* BEGIN *
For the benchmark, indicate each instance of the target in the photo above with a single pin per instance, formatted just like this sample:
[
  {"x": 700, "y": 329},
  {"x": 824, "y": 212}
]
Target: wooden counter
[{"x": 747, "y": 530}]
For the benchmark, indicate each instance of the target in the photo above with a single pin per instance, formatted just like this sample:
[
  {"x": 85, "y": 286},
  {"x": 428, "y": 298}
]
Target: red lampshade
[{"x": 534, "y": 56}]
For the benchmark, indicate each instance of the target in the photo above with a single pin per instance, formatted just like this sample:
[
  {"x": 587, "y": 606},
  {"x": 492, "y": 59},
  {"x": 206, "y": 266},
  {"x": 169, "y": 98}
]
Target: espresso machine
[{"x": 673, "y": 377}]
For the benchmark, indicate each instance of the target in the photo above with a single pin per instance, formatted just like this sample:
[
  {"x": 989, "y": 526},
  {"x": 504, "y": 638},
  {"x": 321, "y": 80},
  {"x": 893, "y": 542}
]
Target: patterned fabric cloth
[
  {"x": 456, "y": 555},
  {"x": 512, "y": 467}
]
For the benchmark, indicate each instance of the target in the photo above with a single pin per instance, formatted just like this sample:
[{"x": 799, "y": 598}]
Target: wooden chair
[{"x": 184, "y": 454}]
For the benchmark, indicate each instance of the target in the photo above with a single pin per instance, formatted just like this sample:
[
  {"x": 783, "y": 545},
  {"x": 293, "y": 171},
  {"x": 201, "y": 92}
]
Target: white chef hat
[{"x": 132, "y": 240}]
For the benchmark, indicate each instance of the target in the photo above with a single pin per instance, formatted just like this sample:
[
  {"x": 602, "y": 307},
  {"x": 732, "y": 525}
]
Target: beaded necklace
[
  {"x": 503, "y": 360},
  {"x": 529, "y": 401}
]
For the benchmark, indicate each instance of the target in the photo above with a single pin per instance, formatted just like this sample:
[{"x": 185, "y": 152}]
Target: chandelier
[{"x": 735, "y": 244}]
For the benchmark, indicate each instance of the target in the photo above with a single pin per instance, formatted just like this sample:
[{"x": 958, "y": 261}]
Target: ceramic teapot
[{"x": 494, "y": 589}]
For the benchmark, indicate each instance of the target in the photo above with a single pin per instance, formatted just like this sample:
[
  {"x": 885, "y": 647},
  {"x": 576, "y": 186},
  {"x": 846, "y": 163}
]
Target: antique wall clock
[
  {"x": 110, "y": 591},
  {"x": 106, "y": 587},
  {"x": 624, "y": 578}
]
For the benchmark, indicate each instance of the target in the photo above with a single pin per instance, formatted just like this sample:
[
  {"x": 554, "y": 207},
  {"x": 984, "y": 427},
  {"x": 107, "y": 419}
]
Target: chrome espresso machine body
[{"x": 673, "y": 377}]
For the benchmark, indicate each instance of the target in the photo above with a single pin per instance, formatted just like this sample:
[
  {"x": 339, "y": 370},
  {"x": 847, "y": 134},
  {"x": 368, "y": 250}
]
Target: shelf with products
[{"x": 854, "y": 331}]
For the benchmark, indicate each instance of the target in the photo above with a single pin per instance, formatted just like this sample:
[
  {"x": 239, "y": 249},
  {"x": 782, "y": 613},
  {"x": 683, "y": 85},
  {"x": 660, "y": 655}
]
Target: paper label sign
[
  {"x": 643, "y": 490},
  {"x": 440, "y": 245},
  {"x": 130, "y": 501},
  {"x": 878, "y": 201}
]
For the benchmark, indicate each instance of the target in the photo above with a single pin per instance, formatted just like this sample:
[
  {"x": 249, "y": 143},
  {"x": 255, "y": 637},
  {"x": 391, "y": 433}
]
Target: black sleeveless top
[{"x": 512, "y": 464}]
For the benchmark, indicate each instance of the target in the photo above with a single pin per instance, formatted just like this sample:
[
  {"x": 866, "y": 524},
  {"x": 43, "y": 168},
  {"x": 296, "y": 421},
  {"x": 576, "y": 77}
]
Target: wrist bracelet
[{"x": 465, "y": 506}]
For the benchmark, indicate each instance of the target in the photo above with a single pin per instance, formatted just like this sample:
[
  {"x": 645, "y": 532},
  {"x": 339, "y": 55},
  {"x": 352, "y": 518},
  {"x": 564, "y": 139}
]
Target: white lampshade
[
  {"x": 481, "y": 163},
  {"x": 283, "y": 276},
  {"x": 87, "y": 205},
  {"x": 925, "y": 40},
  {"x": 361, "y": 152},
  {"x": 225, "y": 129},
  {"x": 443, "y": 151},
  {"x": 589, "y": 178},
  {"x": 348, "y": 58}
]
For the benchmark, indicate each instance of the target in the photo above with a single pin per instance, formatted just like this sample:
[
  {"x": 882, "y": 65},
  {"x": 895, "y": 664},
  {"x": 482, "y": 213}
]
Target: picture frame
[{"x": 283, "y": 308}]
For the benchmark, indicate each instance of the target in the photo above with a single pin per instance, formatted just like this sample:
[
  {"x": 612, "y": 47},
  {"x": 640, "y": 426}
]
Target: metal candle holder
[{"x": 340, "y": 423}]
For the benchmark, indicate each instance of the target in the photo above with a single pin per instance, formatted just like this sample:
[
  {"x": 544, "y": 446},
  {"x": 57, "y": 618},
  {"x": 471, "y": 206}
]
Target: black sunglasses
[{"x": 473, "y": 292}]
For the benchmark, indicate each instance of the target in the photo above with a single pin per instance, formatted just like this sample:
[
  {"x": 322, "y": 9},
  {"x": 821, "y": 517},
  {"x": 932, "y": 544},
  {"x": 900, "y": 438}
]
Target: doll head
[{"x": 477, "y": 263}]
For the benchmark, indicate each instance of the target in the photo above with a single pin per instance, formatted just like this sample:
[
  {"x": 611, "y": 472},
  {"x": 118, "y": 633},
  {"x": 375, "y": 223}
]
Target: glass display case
* END *
Aim.
Copy out the full material exactly as it appears.

Written reply.
For the benchmark, indicate each instance of the target in the photo above with a single pin per instance, formatted just like this sample:
[
  {"x": 700, "y": 329},
  {"x": 824, "y": 212}
]
Target: wooden counter
[{"x": 747, "y": 530}]
For the benchmark, indicate each instance of the target in the photo above with a single pin per instance, formatted just like this sample:
[
  {"x": 85, "y": 286},
  {"x": 428, "y": 298}
]
Target: red lampshade
[{"x": 534, "y": 56}]
For the benchmark, indicate each instance of the target in the photo above with a single pin per instance, formatted just like this sample:
[
  {"x": 587, "y": 606},
  {"x": 492, "y": 59},
  {"x": 206, "y": 266},
  {"x": 169, "y": 98}
]
Target: espresso machine
[{"x": 673, "y": 377}]
For the benchmark, indicate each instance of the target in the photo above with a single pin per instance, formatted just like this sample:
[
  {"x": 989, "y": 526},
  {"x": 504, "y": 638},
  {"x": 321, "y": 80},
  {"x": 893, "y": 542}
]
Target: patterned fabric cloth
[
  {"x": 456, "y": 555},
  {"x": 512, "y": 467}
]
For the benchmark, indicate each instance of the target in the photo above with a single pin per instance, formatted just like this sample:
[{"x": 799, "y": 598}]
Target: wooden chair
[{"x": 184, "y": 454}]
For the benchmark, indicate each instance of the target in the photo above with a single pin per instance, formatted just like this sample:
[
  {"x": 783, "y": 545},
  {"x": 293, "y": 171},
  {"x": 201, "y": 92}
]
Target: white chef hat
[{"x": 132, "y": 240}]
For the benchmark, indicate each instance of the target in the photo above with a single pin per instance, formatted just like this sample:
[
  {"x": 602, "y": 307},
  {"x": 732, "y": 525}
]
Target: beaded necklace
[
  {"x": 503, "y": 360},
  {"x": 529, "y": 401}
]
For the benchmark, indicate each instance of the target in the photo above with a single pin per instance, formatted just like this sample:
[{"x": 185, "y": 152}]
Target: chandelier
[{"x": 735, "y": 244}]
For the benchmark, indicate each instance of the target in the photo above with a single pin per instance, formatted just like this sample:
[{"x": 958, "y": 261}]
Target: ceramic teapot
[{"x": 494, "y": 589}]
For the benchmark, indicate each instance of the target in the photo above with a single pin per instance, formatted just like this sample:
[
  {"x": 885, "y": 647},
  {"x": 576, "y": 186},
  {"x": 846, "y": 163}
]
Target: antique wall clock
[
  {"x": 110, "y": 591},
  {"x": 106, "y": 587},
  {"x": 624, "y": 578}
]
For the benchmark, indicate each instance of the target in the photo above with a single pin per instance, formatted just like this sample:
[
  {"x": 554, "y": 207},
  {"x": 984, "y": 427},
  {"x": 107, "y": 419}
]
Target: chrome espresso machine body
[{"x": 673, "y": 377}]
For the benchmark, indicate each instance of the target in the photo above with a single pin per instance, formatted just like this sample:
[
  {"x": 339, "y": 370},
  {"x": 847, "y": 134},
  {"x": 368, "y": 250}
]
Target: shelf with products
[{"x": 854, "y": 331}]
For the benchmark, indicate each instance of the target in the photo above with a single pin per instance, formatted just like this sample:
[
  {"x": 239, "y": 249},
  {"x": 782, "y": 613},
  {"x": 683, "y": 85},
  {"x": 660, "y": 655}
]
Target: paper label sign
[
  {"x": 643, "y": 490},
  {"x": 440, "y": 245},
  {"x": 130, "y": 501},
  {"x": 878, "y": 201}
]
For the benchmark, indicate each instance of the target in the photo above with a single pin per instance, formatted just like this sample:
[
  {"x": 249, "y": 143},
  {"x": 255, "y": 637},
  {"x": 391, "y": 433}
]
Target: black sleeveless top
[{"x": 512, "y": 464}]
For the benchmark, indicate each instance of the target in the photo above with a single pin per instance, formatted just like this sample:
[
  {"x": 866, "y": 524},
  {"x": 43, "y": 168},
  {"x": 296, "y": 421},
  {"x": 576, "y": 77}
]
Target: wrist bracelet
[{"x": 465, "y": 506}]
For the benchmark, indicate each instance of the target in the photo above with a single pin per instance, formatted just like this sample:
[
  {"x": 645, "y": 532},
  {"x": 339, "y": 55},
  {"x": 352, "y": 518},
  {"x": 564, "y": 139}
]
Target: white lampshade
[
  {"x": 481, "y": 163},
  {"x": 283, "y": 276},
  {"x": 87, "y": 205},
  {"x": 925, "y": 40},
  {"x": 361, "y": 152},
  {"x": 225, "y": 129},
  {"x": 443, "y": 151},
  {"x": 589, "y": 178},
  {"x": 348, "y": 58}
]
For the benchmark, indicate each instance of the target in the photo above with a single pin per instance, formatted just like this sample:
[
  {"x": 882, "y": 65},
  {"x": 895, "y": 664},
  {"x": 482, "y": 213}
]
Target: picture frame
[{"x": 283, "y": 308}]
For the benchmark, indicate each instance of the target in the photo above with a single pin per instance, formatted just like this sample:
[
  {"x": 612, "y": 47},
  {"x": 640, "y": 426}
]
Target: metal candle holder
[{"x": 340, "y": 423}]
For the benchmark, indicate each instance of the target in the photo above with a single pin per instance, formatted just like this sample:
[
  {"x": 544, "y": 446},
  {"x": 57, "y": 618},
  {"x": 471, "y": 206}
]
Target: black sunglasses
[{"x": 473, "y": 292}]
For the benchmark, indicate each instance of the target in the photo above with a single pin per instance, formatted just like this sample:
[
  {"x": 322, "y": 9},
  {"x": 821, "y": 517},
  {"x": 932, "y": 544},
  {"x": 900, "y": 438}
]
Target: doll head
[{"x": 477, "y": 263}]
For the benchmark, indicate each instance of the target in the photo above with a single pin per instance, formatted just like this sample:
[
  {"x": 611, "y": 472},
  {"x": 118, "y": 633},
  {"x": 375, "y": 223}
]
Target: glass display case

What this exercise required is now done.